| Selection |
Surface access on CUDA is byte addressed in X (#1841)

* #include an absolute path didn't work - because paths were taken to always be relative. * Fix for writing to RWTexture with half types on CUDA. * CUDA half functionality doc updates. * First pass support for sust.p RWTexture format conversion on write. * Tidy up implementation of $C. Made clamping mode #define able. * A simple test for RWTexture CUDA format conversion. * Use $E to fix byte addressing in X in CUDA. * Do not scale when accessing via _convert versions of surface functions.
author: jsmall-nvidia <jsmall@nvidia.com> 2021-05-15 11:22:14 -0400
committer: GitHub <noreply@github.com> 2021-05-15 11:22:14 -0400
commit: bfe75618be81566882be8570b8db82ad5a2f8fe4 (patch)
tree: 1a319bee77f8faa4c09f385287d2dffdc569499e
parent: 1027225ac7ec8da0e471b633f358333c8a95b010 (diff)
3 files changed, 88 insertions, 6 deletions
diff --git a/prelude/slang-cuda-prelude.h b/prelude/slang-cuda-prelude.h
index a439d274a..a18da027b 100644
--- a/prelude/slang-cuda-prelude.h
+++ b/prelude/slang-cuda-prelude.h
@@ -385,6 +385,9 @@ SLANG_SURFACE_WRITE(surfCubemapLayeredwrite, (int x, int y, int layerFace), (x,
 
 // Support for doing format conversion when writing to a surface/RWTexture
 
+// NOTE! For normal surface access x values are *byte* addressed.
+// For the _convert versions they are *not*. They don't need to be because sust.p does not require it.
+
 template <typename T>
 SLANG_FORCE_INLINE SLANG_CUDA_CALL void surf1Dwrite_convert(T, cudaSurfaceObject_t surfObj, int x, cudaSurfaceBoundaryMode boundaryMode);
 template <typename T>
diff --git a/source/slang/core.meta.slang b/source/slang/core.meta.slang
index c268c2a58..9e5cf80c8 100644
--- a/source/slang/core.meta.slang
+++ b/source/slang/core.meta.slang
@@ -1091,6 +1091,11 @@ for (int tt = 0; tt < kBaseTextureTypeCount; ++tt)

| Input rows |
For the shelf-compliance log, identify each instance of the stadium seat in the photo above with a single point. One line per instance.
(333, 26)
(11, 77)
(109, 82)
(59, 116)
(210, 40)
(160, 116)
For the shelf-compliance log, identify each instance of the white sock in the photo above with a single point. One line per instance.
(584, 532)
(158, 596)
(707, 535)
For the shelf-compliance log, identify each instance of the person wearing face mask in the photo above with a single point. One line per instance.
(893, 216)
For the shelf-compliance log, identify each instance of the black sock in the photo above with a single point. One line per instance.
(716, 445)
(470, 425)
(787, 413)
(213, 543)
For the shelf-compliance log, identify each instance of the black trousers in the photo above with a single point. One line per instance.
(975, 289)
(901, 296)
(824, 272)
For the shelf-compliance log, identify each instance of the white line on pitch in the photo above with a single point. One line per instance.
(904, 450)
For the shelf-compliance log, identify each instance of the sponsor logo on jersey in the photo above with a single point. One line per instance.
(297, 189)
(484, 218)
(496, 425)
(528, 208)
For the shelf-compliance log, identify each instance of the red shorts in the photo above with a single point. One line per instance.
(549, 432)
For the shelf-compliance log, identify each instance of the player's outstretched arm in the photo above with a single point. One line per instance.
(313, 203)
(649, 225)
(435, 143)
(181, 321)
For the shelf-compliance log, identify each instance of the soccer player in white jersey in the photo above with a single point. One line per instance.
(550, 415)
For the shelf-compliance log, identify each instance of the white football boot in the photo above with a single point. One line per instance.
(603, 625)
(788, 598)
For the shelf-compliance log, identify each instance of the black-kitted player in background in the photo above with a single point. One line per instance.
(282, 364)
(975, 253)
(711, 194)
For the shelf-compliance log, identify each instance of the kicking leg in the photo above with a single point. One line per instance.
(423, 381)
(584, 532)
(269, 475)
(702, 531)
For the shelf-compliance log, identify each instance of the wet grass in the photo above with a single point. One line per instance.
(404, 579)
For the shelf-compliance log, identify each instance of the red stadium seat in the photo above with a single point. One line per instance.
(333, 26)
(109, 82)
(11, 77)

| Work to do |
1: Give every 40-character hexadecimal hash on the commit page for surface byte addressing, each with the field label that precedes it.
2: Copy out the rows verbatim, from the line with "the red shorts" to the end of the rows.

| Answers below |
1:
commit: bfe75618be81566882be8570b8db82ad5a2f8fe4
tree: 1a319bee77f8faa4c09f385287d2dffdc569499e
parent: 1027225ac7ec8da0e471b633f358333c8a95b010

2:
For the shelf-compliance log, identify each instance of the red shorts in the photo above with a single point. One line per instance.
(549, 432)
For the shelf-compliance log, identify each instance of the player's outstretched arm in the photo above with a single point. One line per instance.
(313, 203)
(649, 225)
(435, 143)
(181, 321)
For the shelf-compliance log, identify each instance of the soccer player in white jersey in the photo above with a single point. One line per instance.
(550, 415)
For the shelf-compliance log, identify each instance of the white football boot in the photo above with a single point. One line per instance.
(603, 625)
(788, 598)
For the shelf-compliance log, identify each instance of the black-kitted player in background in the photo above with a single point. One line per instance.
(282, 364)
(975, 253)
(711, 194)
For the shelf-compliance log, identify each instance of the kicking leg in the photo above with a single point. One line per instance.
(423, 381)
(584, 532)
(269, 475)
(702, 531)
For the shelf-compliance log, identify each instance of the wet grass in the photo above with a single point. One line per instance.
(404, 579)
For the shelf-compliance log, identify each instance of the red stadium seat in the photo above with a single point. One line per instance.
(333, 26)
(109, 82)
(11, 77)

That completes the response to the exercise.